*** Opening of Available records ***

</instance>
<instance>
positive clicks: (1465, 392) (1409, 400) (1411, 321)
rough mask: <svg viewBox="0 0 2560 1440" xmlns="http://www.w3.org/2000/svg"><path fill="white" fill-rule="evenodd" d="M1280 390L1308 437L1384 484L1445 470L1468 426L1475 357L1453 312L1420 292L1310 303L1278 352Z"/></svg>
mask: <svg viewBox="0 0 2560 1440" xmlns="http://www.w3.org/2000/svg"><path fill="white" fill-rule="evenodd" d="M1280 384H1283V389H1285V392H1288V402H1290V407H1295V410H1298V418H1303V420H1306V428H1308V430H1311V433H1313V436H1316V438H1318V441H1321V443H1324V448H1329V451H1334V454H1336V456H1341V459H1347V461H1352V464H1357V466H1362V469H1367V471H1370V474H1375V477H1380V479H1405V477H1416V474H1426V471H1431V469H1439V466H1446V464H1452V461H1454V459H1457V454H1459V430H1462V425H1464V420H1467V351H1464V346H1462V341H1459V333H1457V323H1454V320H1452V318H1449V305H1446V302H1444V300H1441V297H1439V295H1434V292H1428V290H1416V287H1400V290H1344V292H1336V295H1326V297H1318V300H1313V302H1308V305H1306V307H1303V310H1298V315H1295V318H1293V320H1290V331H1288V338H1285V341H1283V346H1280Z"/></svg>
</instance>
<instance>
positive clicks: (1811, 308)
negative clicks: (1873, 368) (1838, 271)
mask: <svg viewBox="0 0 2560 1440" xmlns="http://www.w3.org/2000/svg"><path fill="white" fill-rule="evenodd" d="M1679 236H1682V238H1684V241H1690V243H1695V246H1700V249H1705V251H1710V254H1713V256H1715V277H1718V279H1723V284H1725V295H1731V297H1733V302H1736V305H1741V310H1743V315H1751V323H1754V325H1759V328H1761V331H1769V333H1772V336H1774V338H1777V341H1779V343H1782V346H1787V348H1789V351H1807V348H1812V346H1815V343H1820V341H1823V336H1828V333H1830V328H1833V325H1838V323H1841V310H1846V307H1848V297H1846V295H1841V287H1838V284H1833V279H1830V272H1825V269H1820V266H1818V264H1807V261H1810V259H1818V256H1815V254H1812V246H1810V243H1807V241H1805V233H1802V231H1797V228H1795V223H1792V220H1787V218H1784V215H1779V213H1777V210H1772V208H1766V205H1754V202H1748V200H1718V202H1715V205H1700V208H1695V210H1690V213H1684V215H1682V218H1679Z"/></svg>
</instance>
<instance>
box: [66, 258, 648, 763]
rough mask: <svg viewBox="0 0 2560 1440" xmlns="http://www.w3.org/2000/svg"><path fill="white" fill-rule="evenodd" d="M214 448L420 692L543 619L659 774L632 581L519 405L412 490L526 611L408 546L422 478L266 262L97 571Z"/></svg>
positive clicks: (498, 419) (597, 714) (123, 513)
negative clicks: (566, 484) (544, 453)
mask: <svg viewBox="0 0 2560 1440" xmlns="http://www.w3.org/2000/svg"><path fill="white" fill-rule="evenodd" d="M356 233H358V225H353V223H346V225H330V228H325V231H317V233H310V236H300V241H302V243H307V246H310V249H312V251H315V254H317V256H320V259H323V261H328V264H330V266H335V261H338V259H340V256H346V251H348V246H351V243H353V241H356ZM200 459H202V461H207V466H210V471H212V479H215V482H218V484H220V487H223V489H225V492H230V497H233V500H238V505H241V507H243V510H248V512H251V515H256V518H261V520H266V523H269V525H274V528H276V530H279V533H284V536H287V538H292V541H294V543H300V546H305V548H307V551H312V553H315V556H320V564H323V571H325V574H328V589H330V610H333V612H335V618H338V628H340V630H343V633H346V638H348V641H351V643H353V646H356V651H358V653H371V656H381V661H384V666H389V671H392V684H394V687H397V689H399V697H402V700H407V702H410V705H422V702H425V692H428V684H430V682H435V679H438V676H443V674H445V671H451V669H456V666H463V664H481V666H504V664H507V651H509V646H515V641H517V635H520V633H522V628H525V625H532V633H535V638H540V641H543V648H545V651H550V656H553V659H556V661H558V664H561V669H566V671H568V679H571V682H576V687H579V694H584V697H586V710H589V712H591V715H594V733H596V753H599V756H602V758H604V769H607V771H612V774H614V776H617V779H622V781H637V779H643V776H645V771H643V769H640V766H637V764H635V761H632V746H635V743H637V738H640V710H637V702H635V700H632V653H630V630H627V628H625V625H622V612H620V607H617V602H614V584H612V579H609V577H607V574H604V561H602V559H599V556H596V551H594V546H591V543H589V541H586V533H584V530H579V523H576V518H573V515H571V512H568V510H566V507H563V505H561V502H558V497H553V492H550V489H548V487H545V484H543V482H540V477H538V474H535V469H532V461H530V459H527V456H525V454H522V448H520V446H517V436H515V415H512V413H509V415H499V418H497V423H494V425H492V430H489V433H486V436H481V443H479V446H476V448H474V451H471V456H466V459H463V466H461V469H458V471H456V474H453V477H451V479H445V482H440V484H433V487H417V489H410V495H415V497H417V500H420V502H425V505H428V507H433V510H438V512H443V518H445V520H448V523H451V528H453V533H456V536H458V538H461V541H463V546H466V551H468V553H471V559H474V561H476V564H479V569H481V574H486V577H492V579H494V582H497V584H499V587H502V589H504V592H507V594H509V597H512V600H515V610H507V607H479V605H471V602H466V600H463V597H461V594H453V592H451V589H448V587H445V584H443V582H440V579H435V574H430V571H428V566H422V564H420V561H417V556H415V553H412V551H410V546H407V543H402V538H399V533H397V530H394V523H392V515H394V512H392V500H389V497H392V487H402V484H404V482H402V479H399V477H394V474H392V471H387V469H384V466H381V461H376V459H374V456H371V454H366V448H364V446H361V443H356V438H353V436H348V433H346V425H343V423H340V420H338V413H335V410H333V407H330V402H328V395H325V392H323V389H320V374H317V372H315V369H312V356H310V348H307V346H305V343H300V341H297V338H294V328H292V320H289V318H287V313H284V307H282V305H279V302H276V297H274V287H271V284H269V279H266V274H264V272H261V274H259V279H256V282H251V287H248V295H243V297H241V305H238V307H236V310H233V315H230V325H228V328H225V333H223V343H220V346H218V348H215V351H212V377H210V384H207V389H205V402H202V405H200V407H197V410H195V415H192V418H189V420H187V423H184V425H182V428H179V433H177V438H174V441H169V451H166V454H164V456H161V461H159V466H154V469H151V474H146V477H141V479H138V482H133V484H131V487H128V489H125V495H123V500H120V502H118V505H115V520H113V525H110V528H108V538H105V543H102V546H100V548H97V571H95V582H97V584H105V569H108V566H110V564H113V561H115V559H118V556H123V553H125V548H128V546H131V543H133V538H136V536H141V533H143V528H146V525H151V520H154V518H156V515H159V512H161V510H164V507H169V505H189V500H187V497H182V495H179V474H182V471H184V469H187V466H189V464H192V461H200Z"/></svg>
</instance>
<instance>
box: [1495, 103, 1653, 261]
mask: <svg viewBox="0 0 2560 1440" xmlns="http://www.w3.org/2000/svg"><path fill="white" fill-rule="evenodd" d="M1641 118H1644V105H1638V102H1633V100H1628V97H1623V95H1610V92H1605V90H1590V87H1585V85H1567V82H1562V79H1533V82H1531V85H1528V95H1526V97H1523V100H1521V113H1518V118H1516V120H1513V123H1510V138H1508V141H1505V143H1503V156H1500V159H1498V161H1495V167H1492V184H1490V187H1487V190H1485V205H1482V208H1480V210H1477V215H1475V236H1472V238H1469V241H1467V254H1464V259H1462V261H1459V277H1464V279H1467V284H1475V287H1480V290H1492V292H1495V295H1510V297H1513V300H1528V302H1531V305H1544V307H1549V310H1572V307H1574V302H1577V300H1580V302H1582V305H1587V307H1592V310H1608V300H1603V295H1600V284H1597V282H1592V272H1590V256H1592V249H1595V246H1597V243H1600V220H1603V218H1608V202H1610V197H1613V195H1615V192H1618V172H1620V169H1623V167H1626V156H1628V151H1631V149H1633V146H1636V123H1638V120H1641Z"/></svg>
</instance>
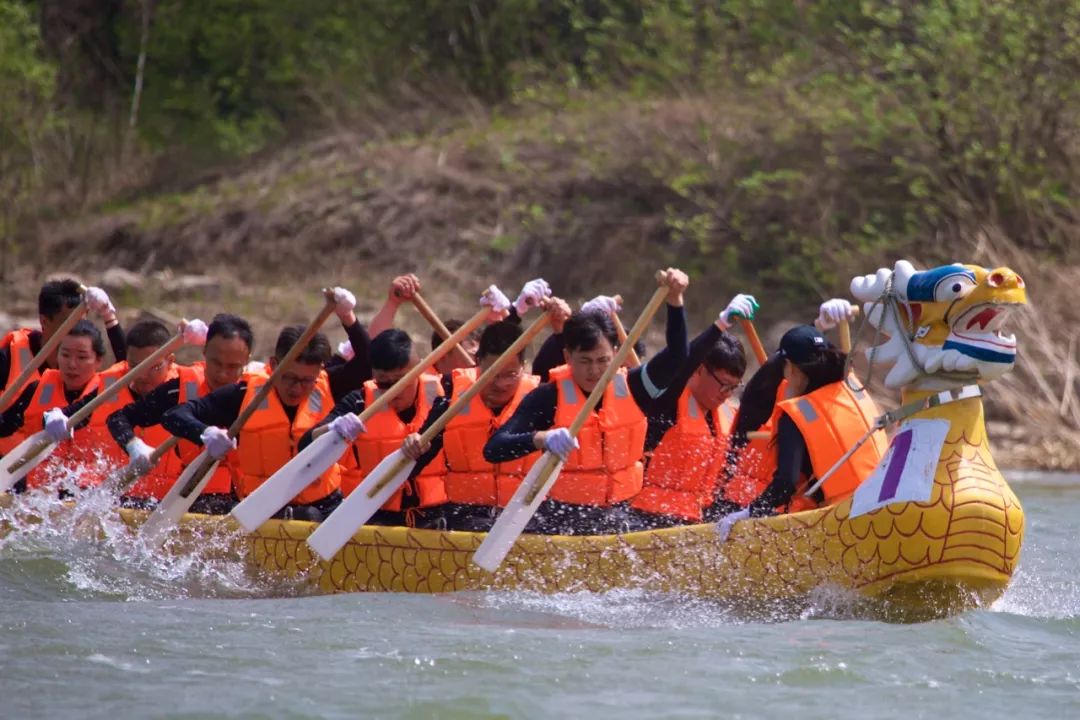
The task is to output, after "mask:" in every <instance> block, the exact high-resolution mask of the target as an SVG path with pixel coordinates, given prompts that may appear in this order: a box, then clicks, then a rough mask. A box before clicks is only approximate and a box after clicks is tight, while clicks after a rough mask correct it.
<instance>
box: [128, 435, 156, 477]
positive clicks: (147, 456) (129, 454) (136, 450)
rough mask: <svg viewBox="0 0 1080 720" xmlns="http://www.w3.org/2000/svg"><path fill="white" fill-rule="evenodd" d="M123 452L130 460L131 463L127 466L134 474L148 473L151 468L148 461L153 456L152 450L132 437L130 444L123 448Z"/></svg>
mask: <svg viewBox="0 0 1080 720" xmlns="http://www.w3.org/2000/svg"><path fill="white" fill-rule="evenodd" d="M124 450H125V451H126V452H127V457H129V458H131V462H130V463H127V466H129V467H131V468H132V470H134V471H135V472H137V473H139V474H140V475H141V474H143V473H148V472H150V468H151V467H153V465H152V464H151V461H150V456H152V454H153V448H151V447H150V446H149V445H147V444H146V443H144V441H143V440H141V439H139V438H137V437H133V438H132V440H131V443H129V444H127V445H125V446H124Z"/></svg>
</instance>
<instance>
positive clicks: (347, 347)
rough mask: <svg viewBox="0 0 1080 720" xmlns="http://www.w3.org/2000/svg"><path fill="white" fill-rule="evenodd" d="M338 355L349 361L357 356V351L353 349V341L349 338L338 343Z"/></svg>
mask: <svg viewBox="0 0 1080 720" xmlns="http://www.w3.org/2000/svg"><path fill="white" fill-rule="evenodd" d="M338 355H340V356H341V357H343V358H345V359H346V362H347V363H348V362H349V361H351V359H352V358H353V357H355V356H356V351H355V350H353V349H352V343H351V342H349V341H348V340H342V341H341V342H339V343H338Z"/></svg>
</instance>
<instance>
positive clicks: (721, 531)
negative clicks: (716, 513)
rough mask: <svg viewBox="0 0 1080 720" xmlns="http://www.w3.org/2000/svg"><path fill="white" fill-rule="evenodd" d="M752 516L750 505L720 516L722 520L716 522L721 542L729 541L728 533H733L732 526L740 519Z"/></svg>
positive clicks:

*** Close of Available records ***

◆ **Exercise instructions**
Whichever lines of the records above hold the word "positive" should all be copied out.

◆ **Result of the exercise**
positive clicks: (1465, 392) (1409, 400) (1411, 321)
positive clicks: (1811, 308)
positive clicks: (498, 419) (597, 714) (123, 513)
positive clicks: (147, 456) (129, 454) (136, 450)
positive clicks: (347, 347)
positive clicks: (721, 531)
positive clicks:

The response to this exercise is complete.